PASSAGE ->
▼▼▼
Geology Site Account
Waterworks Corner (road excavations), UPPER WALTHAMSTOW, London Borough of Waltham Forest, TQ393903, Historical site only
Temporary exposure of fossiliferous deposits. Further excavations in the vicinity could yield further fossils.
Excavations at the junction of the A406 North Circular Road and the A104 in 1969 produced many fossils from the London Clay which provided a snapshot of life in the subtropical sea that covered the London area about 50 million years ago. The work involved a new roundabout and approach road, and a new reservoir for the Metropolitan Water Board, all of which required excavations in the clay up to 7 metres (25 feet) deep. There were also two 17 metre (55 feet) deep shafts connected by a tunnel which was constructed in connection with the new reservoir.
The London Clay exposed at the surface in the road cuttings and for the reservoir was deeply weathered and decalcified which meant that all fossil shells had long ago been dissolved by the weathering process. Most of the fossils that were found, such as the shells of molluscs and brachiopods, therefore came from the deep, unweathered clay that was excavated from the tunnel. The fossils were collected by examining freshly tipped clay as it was brought to the surface and also by searching the tip heaps as they weathered down over a period of several months. A bulk sample of 137 kg (over 300 lb) of clay that was taken away for sieving produced most of the smaller fossils that could not have been found by surface picking.
▲▲▲
BRIEF A ->
From the Waterworks Corner site account, extract the passage starting with "The London Clay exposed" and going on through "by surface picking.".
BRIEF B ->
Answer these questions using the Waterworks Corner site account:
(i) In what year did the excavations at the junction of the A406 and the A104 take place?
(ii) How deep were the two shafts connected by a tunnel?
(iii) What was the weight of the bulk sample of clay taken away for sieving?

RECORD LIST ->
▼▼▼
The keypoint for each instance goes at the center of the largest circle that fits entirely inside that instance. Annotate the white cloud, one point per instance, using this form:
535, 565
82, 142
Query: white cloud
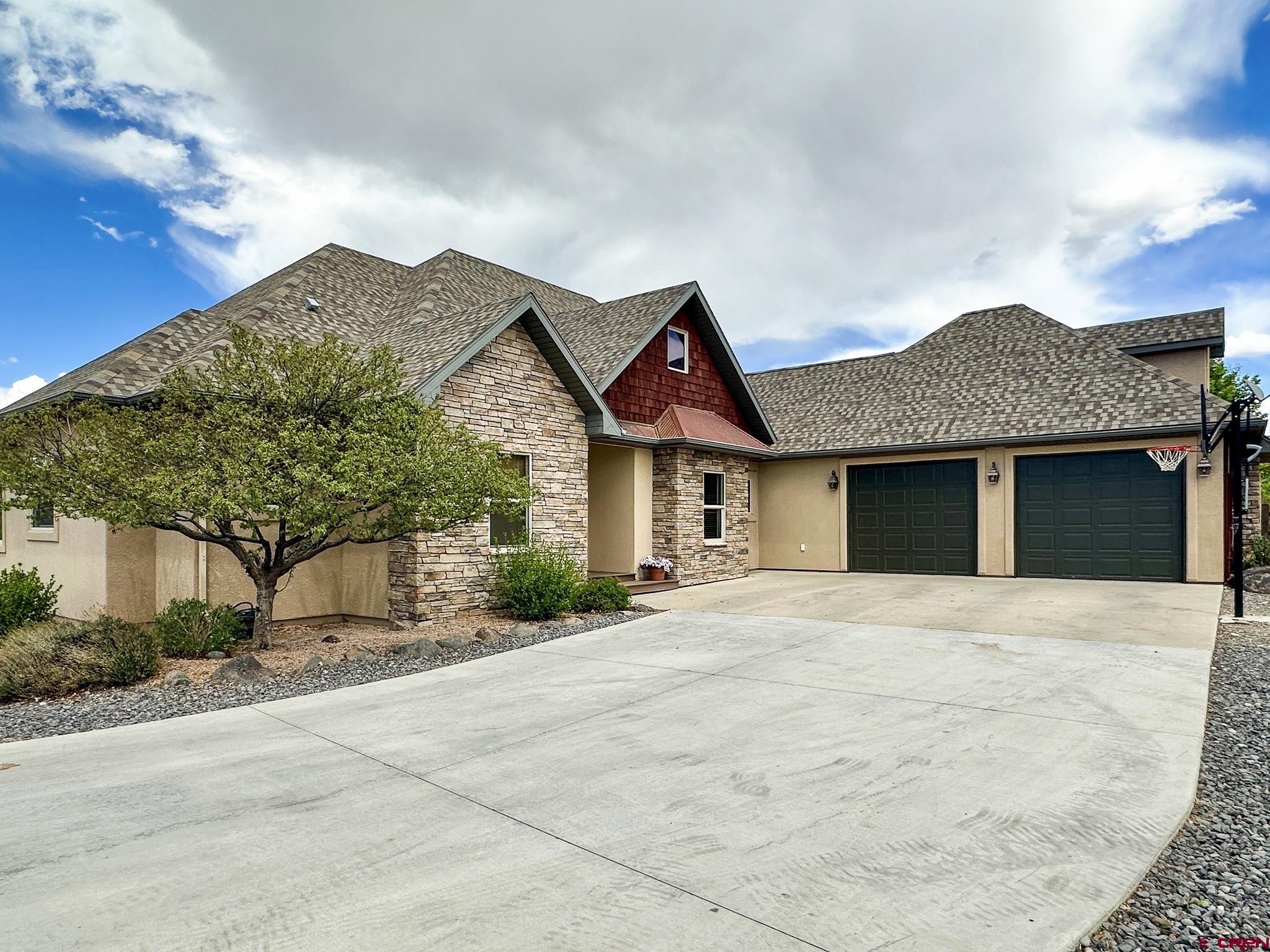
773, 152
19, 389
111, 230
1180, 224
853, 353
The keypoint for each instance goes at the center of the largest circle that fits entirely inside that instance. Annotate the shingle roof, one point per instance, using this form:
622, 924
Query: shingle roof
1002, 374
427, 314
602, 334
1173, 329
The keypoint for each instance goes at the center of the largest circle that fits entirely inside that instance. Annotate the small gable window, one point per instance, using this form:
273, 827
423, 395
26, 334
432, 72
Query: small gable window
677, 350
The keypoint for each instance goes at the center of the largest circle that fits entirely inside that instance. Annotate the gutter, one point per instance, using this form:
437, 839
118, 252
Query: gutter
653, 443
1093, 436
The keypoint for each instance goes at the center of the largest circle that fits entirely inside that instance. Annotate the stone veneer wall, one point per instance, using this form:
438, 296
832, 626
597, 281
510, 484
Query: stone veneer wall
677, 514
507, 394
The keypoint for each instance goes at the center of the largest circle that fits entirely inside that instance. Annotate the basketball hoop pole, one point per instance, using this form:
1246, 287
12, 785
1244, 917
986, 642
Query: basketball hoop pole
1237, 503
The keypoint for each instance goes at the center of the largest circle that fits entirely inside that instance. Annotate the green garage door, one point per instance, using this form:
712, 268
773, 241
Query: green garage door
1098, 516
912, 518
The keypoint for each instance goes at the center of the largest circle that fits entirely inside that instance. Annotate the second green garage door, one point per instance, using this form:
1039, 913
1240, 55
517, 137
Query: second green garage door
1098, 516
912, 518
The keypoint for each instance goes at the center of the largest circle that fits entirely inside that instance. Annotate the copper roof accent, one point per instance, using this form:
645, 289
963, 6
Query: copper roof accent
996, 375
687, 423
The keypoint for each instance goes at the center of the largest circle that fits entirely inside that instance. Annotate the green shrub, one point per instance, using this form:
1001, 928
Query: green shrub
601, 596
1259, 551
25, 598
58, 658
116, 653
536, 582
190, 627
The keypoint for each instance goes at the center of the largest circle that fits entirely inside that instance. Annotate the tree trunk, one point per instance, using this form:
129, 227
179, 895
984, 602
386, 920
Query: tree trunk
262, 631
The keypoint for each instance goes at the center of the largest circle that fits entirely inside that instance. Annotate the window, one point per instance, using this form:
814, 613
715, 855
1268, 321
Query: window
677, 350
42, 517
512, 530
713, 509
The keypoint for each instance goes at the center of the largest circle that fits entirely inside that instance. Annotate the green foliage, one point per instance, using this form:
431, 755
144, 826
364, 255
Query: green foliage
1259, 551
277, 451
536, 582
1226, 381
25, 598
190, 627
601, 596
58, 658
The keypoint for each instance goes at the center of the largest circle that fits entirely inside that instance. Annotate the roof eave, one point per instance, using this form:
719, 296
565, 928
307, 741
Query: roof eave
1215, 347
545, 335
1070, 437
628, 439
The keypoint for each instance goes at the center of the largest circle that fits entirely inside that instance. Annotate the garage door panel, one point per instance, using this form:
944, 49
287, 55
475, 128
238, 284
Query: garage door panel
926, 513
1117, 514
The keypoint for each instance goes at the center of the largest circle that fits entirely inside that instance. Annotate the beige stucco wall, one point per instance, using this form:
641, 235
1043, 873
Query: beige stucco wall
1189, 363
797, 508
620, 500
796, 523
73, 552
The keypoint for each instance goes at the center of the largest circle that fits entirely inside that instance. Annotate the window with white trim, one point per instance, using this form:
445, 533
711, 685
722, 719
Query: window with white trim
713, 511
42, 517
515, 530
677, 350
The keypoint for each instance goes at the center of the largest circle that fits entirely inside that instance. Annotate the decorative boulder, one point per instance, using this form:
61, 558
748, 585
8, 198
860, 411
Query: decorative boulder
243, 669
175, 679
455, 641
418, 650
313, 666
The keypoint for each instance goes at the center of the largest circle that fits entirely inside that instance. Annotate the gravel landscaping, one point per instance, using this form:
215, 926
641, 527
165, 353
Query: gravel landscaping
154, 701
1213, 881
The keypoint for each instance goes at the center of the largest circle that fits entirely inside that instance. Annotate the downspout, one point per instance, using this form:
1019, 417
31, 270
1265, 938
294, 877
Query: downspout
202, 566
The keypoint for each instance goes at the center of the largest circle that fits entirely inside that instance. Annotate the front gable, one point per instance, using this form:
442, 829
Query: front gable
648, 386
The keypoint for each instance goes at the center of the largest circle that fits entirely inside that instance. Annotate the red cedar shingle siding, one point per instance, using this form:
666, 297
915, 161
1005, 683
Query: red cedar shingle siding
647, 387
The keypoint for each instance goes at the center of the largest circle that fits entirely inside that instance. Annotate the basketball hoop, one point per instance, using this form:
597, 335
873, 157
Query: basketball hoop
1169, 459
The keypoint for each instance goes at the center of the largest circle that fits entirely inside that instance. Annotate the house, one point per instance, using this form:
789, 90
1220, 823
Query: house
1003, 443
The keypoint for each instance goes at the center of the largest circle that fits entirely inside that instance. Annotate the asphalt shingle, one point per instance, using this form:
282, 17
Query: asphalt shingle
993, 375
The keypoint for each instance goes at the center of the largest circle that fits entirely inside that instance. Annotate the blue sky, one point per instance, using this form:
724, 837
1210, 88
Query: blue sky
150, 164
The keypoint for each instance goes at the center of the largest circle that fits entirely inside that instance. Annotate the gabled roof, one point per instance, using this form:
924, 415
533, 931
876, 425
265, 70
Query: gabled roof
1169, 333
446, 306
689, 425
1005, 374
605, 335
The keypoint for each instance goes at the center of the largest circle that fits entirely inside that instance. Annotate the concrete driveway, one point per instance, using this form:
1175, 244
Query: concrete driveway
1126, 612
685, 781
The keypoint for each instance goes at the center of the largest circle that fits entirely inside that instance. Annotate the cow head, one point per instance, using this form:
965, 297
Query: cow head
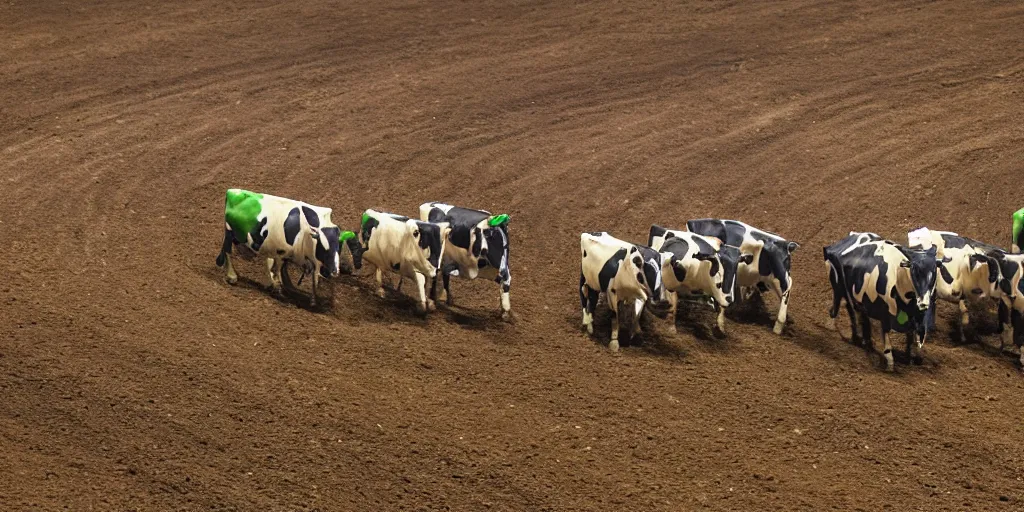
430, 239
924, 268
328, 240
495, 244
730, 258
1011, 268
646, 264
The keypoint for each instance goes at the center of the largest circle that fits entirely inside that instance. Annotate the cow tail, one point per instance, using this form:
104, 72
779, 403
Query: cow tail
225, 248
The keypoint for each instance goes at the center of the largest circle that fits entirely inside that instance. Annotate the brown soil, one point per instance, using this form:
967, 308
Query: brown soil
133, 378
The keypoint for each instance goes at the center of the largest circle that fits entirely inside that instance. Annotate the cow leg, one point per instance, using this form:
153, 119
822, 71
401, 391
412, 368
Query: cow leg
271, 265
312, 296
446, 285
887, 351
854, 336
1006, 329
673, 308
834, 311
224, 258
588, 299
421, 287
721, 317
506, 283
286, 280
380, 282
865, 328
783, 299
636, 331
613, 304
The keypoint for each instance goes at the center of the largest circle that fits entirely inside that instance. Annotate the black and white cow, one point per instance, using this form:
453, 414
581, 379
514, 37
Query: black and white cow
1012, 306
408, 247
770, 268
282, 230
885, 282
627, 273
694, 263
477, 247
966, 270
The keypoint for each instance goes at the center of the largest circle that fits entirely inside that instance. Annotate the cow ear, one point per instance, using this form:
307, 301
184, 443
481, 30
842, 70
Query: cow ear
497, 220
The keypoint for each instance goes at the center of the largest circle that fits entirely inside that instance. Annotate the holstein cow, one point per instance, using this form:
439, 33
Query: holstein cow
694, 263
1012, 307
625, 272
885, 282
966, 272
282, 230
477, 247
408, 247
1018, 231
770, 267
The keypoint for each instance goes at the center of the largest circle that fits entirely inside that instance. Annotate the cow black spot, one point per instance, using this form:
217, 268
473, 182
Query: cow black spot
460, 237
259, 235
477, 244
292, 226
368, 229
436, 215
678, 269
946, 276
610, 268
311, 217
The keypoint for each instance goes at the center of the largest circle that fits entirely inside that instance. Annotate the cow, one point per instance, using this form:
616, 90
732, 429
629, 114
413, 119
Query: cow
408, 247
477, 246
1017, 246
1012, 306
283, 230
694, 263
625, 272
770, 268
966, 270
882, 281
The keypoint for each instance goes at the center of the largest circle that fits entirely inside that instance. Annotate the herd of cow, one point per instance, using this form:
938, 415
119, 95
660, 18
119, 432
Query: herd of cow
720, 261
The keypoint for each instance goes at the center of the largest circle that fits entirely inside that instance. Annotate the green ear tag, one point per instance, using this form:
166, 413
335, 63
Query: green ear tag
498, 220
902, 317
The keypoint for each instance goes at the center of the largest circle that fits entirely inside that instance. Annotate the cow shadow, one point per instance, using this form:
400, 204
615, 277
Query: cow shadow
700, 321
650, 340
753, 310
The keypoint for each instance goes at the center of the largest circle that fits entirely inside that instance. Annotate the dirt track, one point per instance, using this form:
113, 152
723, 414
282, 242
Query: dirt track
133, 378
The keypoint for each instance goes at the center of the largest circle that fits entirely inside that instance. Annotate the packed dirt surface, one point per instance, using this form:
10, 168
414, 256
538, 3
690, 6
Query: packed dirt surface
133, 378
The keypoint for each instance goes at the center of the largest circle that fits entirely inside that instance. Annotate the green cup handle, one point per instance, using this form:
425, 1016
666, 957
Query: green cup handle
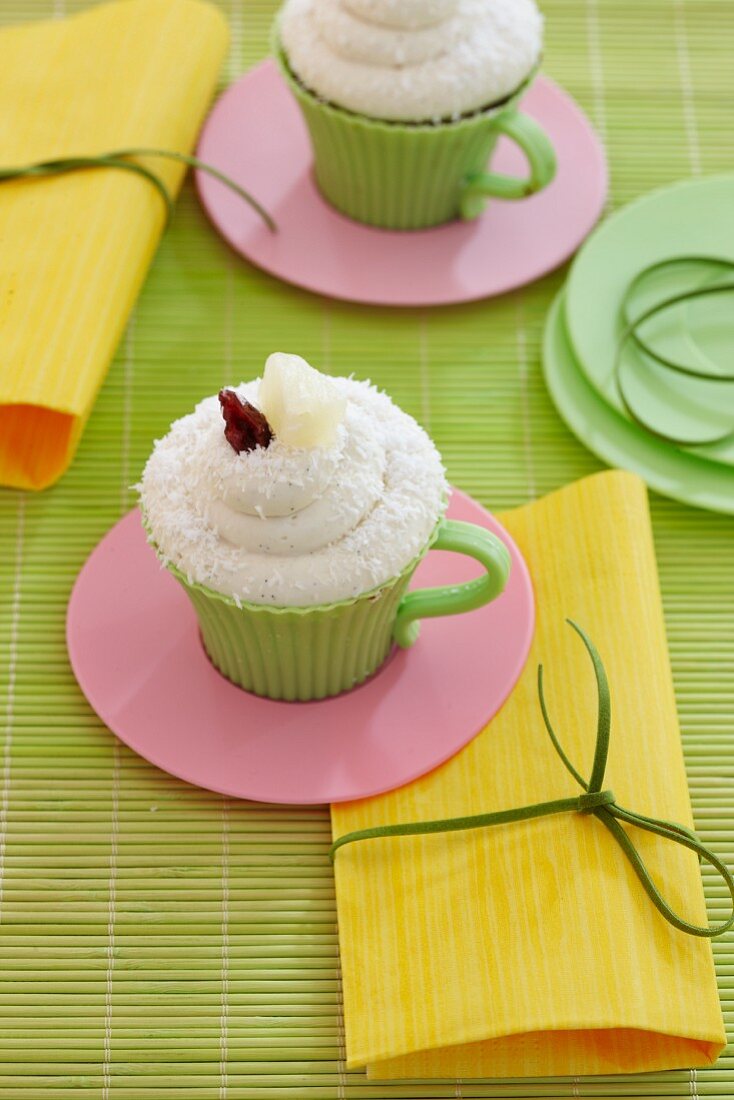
453, 598
540, 157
▲▲▲
EXERCISE ANSWER A ->
The London Clay exposed at the surface in the road cuttings and for the reservoir was deeply weathered and decalcified which meant that all fossil shells had long ago been dissolved by the weathering process. Most of the fossils that were found, such as the shells of molluscs and brachiopods, therefore came from the deep, unweathered clay that was excavated from the tunnel. The fossils were collected by examining freshly tipped clay as it was brought to the surface and also by searching the tip heaps as they weathered down over a period of several months. A bulk sample of 137 kg (over 300 lb) of clay that was taken away for sieving produced most of the smaller fossils that could not have been found by surface picking.

EXERCISE ANSWER B ->
(i) 1969
(ii) 17 metres (55 feet)
(iii) 137 kg (over 300 lb)